Natural-language object grounding data
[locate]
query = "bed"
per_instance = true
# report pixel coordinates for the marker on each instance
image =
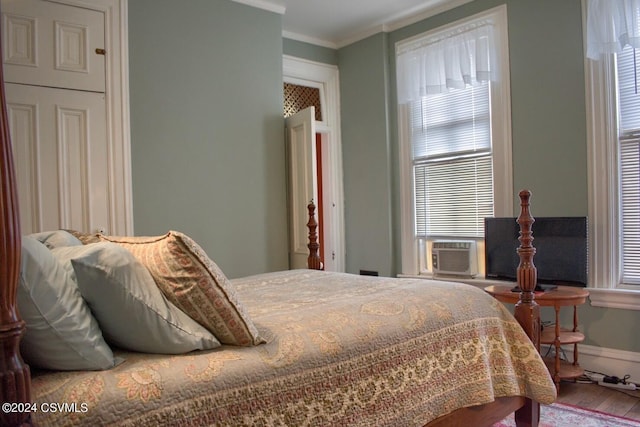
(306, 347)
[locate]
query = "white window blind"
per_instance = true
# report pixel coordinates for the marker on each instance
(629, 155)
(452, 162)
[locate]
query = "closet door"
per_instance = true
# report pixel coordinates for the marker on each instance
(302, 183)
(54, 45)
(60, 152)
(54, 64)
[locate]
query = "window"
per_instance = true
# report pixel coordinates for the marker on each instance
(454, 134)
(613, 132)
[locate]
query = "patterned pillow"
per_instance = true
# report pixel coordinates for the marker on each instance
(194, 283)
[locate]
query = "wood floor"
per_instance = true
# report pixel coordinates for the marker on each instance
(592, 396)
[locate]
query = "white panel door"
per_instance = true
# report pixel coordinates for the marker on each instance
(302, 183)
(60, 150)
(55, 90)
(54, 45)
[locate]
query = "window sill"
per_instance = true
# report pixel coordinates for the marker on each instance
(615, 298)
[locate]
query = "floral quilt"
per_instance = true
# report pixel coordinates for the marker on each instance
(341, 350)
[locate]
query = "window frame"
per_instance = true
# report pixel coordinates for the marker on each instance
(500, 99)
(605, 262)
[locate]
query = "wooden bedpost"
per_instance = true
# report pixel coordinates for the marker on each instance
(313, 261)
(527, 311)
(15, 377)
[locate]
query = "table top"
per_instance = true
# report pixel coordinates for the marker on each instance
(563, 295)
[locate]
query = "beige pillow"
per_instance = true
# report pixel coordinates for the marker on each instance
(132, 312)
(194, 283)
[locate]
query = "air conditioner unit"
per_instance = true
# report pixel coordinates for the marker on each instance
(454, 258)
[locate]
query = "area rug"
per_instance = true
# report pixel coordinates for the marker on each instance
(561, 415)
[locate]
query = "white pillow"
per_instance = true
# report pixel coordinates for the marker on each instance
(61, 333)
(132, 312)
(56, 239)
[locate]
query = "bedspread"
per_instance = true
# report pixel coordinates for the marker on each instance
(341, 350)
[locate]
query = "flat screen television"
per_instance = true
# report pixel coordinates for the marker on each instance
(561, 249)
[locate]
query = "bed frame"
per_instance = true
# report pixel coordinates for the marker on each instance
(15, 377)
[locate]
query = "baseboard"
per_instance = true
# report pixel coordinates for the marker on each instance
(608, 361)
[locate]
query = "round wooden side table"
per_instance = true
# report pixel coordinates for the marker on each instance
(562, 296)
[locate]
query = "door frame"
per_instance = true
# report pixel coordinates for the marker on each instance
(117, 106)
(325, 77)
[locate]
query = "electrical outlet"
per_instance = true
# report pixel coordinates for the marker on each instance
(620, 386)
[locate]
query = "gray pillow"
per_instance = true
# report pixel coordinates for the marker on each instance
(56, 239)
(131, 310)
(61, 332)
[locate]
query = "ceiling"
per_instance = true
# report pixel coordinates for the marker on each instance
(336, 23)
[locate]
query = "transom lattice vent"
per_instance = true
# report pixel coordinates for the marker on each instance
(298, 98)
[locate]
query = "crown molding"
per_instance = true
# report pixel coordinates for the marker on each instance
(272, 6)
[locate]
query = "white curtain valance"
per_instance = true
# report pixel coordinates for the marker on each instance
(434, 65)
(611, 25)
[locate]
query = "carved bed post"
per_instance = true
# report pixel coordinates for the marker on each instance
(15, 377)
(527, 311)
(313, 261)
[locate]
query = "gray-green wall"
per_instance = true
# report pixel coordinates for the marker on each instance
(207, 132)
(548, 132)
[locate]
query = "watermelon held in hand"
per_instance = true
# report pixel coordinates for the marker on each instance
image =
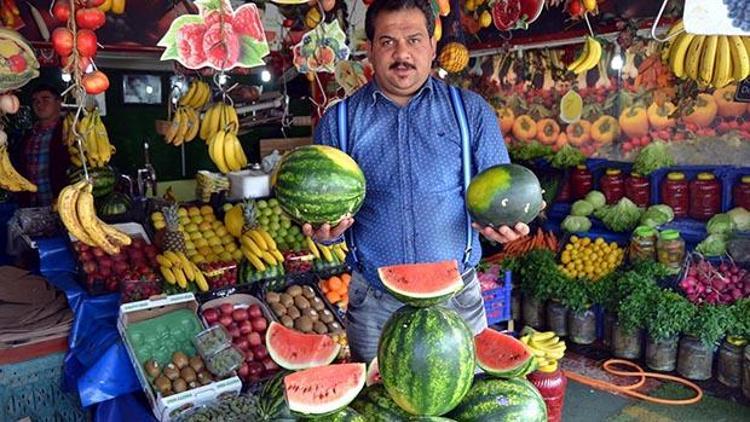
(324, 390)
(424, 284)
(294, 350)
(426, 359)
(319, 184)
(503, 356)
(504, 195)
(501, 400)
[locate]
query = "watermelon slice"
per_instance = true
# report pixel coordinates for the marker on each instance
(503, 356)
(325, 389)
(423, 284)
(293, 350)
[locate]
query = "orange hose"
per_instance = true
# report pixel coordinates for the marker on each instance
(629, 390)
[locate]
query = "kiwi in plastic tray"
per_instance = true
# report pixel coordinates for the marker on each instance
(302, 306)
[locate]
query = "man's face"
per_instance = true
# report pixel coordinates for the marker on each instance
(46, 105)
(401, 52)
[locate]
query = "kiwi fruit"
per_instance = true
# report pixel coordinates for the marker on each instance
(317, 303)
(188, 374)
(312, 313)
(294, 291)
(272, 297)
(180, 359)
(319, 327)
(278, 309)
(301, 303)
(179, 385)
(293, 312)
(308, 292)
(152, 368)
(303, 323)
(170, 371)
(326, 316)
(287, 321)
(286, 300)
(196, 363)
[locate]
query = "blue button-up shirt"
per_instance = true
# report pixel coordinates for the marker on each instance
(414, 209)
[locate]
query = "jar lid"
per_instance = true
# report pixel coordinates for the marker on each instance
(670, 235)
(675, 176)
(613, 172)
(644, 231)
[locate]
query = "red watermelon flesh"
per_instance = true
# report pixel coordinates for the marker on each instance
(422, 284)
(325, 389)
(503, 356)
(293, 350)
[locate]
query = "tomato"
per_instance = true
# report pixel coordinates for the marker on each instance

=== WHAT YOU HAVE TO DO ===
Check every line of the data, and copy the ones that contain "wooden".

=== RESPONSE AREA ===
query = "wooden bedpost"
query = "round wooden side table"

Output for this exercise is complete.